__Problem to solve__:
Rewrite the lines from the one containing "segment returns the" down to the one containing "M 141 156 L", both included, replacing "thick tree branch" with "oak branch" and keeping everything else unchanged. Leave the pictures out of your answer.

__Source data__:
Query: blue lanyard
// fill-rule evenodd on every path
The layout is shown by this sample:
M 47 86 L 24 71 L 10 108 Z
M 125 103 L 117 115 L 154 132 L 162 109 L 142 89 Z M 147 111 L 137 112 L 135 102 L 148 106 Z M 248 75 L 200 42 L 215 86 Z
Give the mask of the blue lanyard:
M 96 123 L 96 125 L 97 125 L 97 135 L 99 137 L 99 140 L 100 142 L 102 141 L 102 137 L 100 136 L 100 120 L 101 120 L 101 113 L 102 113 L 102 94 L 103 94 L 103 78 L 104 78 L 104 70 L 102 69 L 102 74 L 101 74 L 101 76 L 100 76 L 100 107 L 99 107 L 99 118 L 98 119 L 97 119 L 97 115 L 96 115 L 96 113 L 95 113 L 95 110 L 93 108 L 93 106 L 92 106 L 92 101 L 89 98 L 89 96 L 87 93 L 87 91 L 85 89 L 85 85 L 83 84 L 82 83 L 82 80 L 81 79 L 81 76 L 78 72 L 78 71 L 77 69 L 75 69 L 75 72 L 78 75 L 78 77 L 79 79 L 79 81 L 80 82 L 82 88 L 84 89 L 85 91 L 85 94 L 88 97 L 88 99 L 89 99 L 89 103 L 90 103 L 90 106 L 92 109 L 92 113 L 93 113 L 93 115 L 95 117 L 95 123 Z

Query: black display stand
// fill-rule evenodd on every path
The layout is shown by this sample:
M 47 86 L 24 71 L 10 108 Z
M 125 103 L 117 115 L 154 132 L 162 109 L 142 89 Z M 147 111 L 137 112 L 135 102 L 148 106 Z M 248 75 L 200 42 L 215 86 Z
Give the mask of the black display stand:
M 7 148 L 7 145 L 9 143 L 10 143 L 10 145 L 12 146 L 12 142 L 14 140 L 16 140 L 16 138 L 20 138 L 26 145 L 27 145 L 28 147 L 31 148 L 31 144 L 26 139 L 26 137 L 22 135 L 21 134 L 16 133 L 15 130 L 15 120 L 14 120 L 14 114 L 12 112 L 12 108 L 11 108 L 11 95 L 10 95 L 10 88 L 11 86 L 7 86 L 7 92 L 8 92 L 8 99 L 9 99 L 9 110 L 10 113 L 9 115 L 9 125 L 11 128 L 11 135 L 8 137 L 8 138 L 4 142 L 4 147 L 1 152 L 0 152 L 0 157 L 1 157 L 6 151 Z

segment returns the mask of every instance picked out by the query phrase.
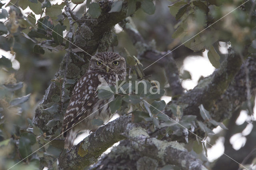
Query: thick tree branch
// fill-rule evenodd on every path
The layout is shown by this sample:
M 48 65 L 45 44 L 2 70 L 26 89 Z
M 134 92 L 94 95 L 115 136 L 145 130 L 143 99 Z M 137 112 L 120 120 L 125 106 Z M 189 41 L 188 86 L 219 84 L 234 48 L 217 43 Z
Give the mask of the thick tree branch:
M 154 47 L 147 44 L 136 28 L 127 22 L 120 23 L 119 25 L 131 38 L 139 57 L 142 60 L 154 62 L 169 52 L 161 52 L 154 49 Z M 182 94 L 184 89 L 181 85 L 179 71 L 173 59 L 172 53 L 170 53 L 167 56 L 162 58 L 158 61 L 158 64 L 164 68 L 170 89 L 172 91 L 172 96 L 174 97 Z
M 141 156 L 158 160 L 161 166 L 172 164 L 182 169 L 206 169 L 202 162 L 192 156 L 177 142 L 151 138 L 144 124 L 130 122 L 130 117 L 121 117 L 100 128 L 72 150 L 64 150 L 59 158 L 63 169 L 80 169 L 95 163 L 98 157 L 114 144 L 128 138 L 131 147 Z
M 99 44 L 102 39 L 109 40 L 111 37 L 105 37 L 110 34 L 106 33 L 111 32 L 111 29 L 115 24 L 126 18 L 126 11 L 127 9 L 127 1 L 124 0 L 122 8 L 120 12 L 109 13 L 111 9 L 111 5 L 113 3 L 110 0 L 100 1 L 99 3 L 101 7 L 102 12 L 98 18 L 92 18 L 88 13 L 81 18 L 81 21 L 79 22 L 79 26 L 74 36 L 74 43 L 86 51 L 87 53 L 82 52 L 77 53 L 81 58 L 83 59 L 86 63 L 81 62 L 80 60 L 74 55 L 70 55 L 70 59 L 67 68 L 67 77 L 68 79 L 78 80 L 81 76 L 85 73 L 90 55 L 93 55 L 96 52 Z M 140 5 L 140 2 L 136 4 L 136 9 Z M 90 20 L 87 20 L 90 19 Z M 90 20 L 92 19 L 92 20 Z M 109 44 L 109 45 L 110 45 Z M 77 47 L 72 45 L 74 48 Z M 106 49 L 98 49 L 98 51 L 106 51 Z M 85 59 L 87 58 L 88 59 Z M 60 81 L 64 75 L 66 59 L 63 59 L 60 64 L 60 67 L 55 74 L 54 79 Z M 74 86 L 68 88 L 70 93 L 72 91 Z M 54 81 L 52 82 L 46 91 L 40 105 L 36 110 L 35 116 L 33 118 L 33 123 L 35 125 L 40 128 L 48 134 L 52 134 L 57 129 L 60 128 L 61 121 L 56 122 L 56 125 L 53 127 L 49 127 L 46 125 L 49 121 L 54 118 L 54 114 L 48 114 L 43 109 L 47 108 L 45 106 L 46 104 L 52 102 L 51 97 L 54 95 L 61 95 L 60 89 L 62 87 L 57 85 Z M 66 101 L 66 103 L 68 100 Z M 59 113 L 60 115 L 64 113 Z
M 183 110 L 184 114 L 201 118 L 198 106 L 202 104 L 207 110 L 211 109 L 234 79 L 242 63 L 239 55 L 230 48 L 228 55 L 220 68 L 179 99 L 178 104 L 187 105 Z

__Written solution__:
segment returns the mask of every instance picked out by the query phrase.
Query: oak branch
// fill-rule evenodd on every path
The layout is shown by this sample:
M 48 65 L 45 44 L 2 70 L 26 89 Z
M 134 92 L 94 95 L 115 136 L 145 130 L 143 99 Z M 137 112 L 120 120 L 125 106 Z M 189 41 L 188 86 L 219 84 L 234 48 L 217 43 Z
Give the mask of the oak branch:
M 154 47 L 147 44 L 136 28 L 127 22 L 120 23 L 119 25 L 131 38 L 139 57 L 142 60 L 154 62 L 169 52 L 161 52 L 154 49 Z M 182 94 L 184 89 L 181 85 L 179 71 L 173 59 L 172 53 L 170 53 L 167 56 L 162 58 L 158 61 L 158 64 L 164 68 L 170 89 L 172 91 L 172 96 L 174 97 Z
M 141 156 L 158 160 L 161 166 L 172 164 L 182 169 L 206 169 L 202 162 L 192 156 L 177 142 L 151 138 L 144 124 L 130 122 L 130 117 L 121 117 L 100 128 L 72 150 L 64 150 L 59 158 L 63 169 L 80 169 L 95 163 L 98 157 L 114 144 L 128 138 L 131 147 Z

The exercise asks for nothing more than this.